The problem: Word for word, transcribe the data below from the line with "Target: lemon half" to the line with "written like (165,277).", keeping both of those lines.

Saved data entries:
┏━━
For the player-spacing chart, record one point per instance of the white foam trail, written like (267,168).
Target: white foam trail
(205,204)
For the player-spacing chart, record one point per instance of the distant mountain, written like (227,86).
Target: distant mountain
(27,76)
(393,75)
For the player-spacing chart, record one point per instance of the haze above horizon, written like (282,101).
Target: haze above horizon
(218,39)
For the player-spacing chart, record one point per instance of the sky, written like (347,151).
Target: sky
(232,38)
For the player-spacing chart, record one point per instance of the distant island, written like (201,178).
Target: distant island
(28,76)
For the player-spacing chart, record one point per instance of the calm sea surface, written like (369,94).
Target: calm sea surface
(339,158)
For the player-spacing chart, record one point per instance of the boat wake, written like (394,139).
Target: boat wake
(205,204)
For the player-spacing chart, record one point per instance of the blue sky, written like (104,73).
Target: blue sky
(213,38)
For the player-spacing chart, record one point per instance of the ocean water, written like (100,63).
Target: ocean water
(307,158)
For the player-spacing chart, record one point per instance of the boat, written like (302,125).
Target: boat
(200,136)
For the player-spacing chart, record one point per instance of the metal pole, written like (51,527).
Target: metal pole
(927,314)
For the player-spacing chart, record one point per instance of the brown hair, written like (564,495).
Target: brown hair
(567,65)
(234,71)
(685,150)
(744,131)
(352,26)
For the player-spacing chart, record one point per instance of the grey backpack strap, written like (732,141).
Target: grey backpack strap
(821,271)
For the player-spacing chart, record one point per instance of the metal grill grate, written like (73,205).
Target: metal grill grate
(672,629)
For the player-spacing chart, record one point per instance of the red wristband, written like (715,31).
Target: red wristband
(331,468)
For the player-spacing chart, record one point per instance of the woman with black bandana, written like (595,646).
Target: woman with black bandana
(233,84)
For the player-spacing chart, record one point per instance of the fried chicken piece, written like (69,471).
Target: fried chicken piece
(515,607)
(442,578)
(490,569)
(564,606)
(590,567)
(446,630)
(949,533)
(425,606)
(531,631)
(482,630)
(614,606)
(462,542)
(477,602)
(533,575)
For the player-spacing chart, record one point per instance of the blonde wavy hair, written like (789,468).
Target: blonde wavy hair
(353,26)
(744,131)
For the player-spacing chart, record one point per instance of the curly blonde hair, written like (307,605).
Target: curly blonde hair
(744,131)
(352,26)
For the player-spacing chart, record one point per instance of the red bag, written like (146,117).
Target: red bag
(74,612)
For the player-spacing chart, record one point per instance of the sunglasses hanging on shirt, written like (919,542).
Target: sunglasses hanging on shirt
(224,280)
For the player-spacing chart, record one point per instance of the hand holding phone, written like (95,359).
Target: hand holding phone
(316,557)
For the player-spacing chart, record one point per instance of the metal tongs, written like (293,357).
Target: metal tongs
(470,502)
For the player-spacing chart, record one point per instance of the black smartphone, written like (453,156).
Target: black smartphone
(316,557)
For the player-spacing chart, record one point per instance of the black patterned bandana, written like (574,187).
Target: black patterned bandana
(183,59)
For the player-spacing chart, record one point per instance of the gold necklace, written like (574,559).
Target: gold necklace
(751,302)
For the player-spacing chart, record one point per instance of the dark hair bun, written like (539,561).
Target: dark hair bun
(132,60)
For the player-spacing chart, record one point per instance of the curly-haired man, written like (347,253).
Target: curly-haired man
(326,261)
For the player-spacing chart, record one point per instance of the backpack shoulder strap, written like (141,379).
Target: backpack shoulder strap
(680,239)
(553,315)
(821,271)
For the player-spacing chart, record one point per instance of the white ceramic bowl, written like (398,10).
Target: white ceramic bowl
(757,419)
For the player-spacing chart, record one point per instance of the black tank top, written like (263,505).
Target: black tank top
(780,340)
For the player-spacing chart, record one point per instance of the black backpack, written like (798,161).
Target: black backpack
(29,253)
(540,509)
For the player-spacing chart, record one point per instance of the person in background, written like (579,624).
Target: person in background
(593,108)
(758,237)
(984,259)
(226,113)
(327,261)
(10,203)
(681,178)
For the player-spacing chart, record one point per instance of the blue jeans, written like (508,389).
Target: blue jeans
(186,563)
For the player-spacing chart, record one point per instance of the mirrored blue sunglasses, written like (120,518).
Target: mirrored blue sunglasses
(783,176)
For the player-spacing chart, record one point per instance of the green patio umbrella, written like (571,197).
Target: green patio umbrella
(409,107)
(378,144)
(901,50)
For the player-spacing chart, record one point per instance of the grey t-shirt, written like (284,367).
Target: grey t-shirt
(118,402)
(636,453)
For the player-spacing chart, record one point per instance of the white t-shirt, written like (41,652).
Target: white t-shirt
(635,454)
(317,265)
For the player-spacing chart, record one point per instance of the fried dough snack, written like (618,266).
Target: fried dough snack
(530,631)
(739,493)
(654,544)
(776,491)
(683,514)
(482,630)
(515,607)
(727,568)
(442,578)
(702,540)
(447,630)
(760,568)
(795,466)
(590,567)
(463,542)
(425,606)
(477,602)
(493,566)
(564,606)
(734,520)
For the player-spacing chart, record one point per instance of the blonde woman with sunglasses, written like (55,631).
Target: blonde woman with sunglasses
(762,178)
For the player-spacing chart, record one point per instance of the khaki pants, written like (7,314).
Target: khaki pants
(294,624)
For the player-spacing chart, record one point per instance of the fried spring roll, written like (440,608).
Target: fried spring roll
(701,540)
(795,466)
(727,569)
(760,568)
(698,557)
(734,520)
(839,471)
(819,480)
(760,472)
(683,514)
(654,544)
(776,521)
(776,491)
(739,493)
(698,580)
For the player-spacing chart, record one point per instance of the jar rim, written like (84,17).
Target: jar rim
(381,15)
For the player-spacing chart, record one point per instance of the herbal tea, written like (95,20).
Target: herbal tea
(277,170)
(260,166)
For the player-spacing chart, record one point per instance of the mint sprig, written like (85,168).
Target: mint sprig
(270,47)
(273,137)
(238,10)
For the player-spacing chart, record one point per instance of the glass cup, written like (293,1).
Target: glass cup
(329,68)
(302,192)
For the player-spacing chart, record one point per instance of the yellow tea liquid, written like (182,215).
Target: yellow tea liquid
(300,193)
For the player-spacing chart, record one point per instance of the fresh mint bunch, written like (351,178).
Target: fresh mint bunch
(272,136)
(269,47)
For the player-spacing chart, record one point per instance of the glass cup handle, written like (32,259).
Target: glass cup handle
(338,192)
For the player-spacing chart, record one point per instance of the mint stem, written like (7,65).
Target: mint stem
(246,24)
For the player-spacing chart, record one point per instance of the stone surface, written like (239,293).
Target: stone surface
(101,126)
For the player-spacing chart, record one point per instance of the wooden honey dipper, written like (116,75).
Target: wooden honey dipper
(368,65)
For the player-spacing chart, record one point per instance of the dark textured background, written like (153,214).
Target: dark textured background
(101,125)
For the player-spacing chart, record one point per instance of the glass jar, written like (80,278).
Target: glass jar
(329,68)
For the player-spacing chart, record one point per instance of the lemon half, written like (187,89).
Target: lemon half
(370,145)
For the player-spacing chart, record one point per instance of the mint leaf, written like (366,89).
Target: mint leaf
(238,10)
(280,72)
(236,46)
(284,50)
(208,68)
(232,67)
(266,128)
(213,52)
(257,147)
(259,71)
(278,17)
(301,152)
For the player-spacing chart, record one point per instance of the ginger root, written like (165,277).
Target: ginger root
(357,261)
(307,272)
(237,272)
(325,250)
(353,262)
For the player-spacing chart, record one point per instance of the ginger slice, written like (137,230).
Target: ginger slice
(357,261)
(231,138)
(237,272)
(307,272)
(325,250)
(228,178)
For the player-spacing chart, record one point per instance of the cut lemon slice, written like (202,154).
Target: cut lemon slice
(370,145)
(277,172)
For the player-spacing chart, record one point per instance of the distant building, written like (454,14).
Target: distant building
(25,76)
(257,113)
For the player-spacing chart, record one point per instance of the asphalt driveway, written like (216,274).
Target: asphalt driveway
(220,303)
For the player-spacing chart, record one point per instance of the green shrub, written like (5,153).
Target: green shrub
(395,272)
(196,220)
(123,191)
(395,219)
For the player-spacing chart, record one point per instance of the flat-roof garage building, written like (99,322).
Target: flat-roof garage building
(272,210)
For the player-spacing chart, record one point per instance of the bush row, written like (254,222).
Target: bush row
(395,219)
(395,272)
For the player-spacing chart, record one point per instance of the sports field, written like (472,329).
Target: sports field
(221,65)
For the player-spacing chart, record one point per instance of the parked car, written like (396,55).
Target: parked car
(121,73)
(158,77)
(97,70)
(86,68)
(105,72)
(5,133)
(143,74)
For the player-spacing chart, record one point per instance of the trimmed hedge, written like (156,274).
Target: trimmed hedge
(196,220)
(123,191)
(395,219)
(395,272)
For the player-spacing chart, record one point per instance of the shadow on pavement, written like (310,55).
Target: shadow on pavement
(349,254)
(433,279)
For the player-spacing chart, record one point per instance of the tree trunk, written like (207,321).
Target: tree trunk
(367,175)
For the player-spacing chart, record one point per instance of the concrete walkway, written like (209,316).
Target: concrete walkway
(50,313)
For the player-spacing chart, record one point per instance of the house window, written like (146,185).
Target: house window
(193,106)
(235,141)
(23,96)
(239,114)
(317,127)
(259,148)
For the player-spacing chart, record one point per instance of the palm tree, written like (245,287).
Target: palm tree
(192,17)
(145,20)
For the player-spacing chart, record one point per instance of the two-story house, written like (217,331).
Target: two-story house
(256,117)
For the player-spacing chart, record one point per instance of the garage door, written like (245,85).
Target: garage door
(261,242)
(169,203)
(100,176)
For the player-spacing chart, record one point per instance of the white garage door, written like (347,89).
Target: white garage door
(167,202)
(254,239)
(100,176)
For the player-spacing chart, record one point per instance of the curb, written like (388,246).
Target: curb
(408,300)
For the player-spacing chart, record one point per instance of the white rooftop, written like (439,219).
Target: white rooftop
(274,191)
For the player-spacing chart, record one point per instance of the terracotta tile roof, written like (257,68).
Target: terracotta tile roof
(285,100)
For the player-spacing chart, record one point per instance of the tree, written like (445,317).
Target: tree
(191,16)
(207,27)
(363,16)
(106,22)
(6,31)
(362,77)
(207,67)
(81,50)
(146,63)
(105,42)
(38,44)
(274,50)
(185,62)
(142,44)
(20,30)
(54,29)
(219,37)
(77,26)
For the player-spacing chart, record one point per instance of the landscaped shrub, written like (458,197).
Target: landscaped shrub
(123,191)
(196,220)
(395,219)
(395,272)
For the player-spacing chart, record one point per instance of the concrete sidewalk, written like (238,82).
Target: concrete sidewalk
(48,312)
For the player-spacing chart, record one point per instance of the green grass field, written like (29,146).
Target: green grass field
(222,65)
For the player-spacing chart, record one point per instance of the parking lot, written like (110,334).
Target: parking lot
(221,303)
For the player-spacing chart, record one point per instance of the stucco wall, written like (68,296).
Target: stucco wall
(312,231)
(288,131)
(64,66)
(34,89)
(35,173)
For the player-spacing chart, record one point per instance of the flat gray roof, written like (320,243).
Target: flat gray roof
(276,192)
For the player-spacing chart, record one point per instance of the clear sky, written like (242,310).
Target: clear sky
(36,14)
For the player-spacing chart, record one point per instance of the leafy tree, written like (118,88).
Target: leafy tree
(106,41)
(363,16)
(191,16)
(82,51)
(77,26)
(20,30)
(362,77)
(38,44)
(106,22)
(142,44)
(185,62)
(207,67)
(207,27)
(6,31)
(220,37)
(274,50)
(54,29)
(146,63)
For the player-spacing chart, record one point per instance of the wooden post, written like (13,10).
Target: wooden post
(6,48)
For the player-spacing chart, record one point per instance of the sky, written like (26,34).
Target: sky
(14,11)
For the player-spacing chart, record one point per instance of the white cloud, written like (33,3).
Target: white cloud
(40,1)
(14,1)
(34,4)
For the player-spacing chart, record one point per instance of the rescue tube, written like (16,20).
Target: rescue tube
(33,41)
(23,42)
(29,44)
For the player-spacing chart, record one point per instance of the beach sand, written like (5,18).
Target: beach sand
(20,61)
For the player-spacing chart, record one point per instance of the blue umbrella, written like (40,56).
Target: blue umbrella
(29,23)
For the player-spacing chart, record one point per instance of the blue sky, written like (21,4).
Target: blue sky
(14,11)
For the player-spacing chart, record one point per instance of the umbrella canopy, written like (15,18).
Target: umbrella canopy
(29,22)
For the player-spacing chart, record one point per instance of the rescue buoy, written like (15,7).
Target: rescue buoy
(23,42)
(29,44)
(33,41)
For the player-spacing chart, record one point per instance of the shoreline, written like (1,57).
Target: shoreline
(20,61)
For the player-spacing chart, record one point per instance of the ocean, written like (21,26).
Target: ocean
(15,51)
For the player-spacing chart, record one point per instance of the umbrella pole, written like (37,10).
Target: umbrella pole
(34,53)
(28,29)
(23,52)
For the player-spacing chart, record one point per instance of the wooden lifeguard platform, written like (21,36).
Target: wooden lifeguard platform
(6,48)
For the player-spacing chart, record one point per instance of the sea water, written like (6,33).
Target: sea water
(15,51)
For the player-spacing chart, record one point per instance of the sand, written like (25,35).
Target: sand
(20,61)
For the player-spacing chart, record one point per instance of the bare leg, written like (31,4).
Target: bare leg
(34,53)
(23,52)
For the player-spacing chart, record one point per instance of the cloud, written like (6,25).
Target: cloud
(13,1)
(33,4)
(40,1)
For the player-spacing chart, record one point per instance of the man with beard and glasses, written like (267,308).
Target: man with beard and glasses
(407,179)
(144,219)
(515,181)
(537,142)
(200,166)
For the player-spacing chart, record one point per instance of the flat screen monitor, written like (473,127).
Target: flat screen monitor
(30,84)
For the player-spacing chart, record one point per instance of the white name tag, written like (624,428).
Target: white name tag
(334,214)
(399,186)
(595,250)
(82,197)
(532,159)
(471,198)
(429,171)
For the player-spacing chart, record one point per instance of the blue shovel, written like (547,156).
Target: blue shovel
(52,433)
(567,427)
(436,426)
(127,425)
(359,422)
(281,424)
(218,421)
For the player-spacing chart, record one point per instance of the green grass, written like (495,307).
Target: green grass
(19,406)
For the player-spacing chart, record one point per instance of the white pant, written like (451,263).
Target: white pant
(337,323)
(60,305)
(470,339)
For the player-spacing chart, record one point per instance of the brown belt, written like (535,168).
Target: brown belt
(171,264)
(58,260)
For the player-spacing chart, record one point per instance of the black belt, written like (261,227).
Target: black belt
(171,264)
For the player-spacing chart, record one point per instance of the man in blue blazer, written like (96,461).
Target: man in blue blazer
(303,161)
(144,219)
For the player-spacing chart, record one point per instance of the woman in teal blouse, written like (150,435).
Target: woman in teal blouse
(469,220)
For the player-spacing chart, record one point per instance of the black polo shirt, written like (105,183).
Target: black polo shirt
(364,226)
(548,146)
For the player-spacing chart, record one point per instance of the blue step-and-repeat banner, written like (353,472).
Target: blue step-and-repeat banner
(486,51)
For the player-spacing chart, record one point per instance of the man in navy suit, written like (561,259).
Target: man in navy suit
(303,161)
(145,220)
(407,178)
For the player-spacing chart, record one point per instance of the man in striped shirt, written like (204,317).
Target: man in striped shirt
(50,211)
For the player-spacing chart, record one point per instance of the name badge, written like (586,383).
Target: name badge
┗━━
Response to this task:
Target: lemon half
(370,145)
For the player-spacing chart, record one point per instance of the mint leaf, written like (366,89).
Target: mint leaf
(238,10)
(280,72)
(236,46)
(284,50)
(208,68)
(232,67)
(266,128)
(213,52)
(257,147)
(259,71)
(278,17)
(301,152)
For the player-spacing chart, record one point per instance of the ginger root, written like (165,277).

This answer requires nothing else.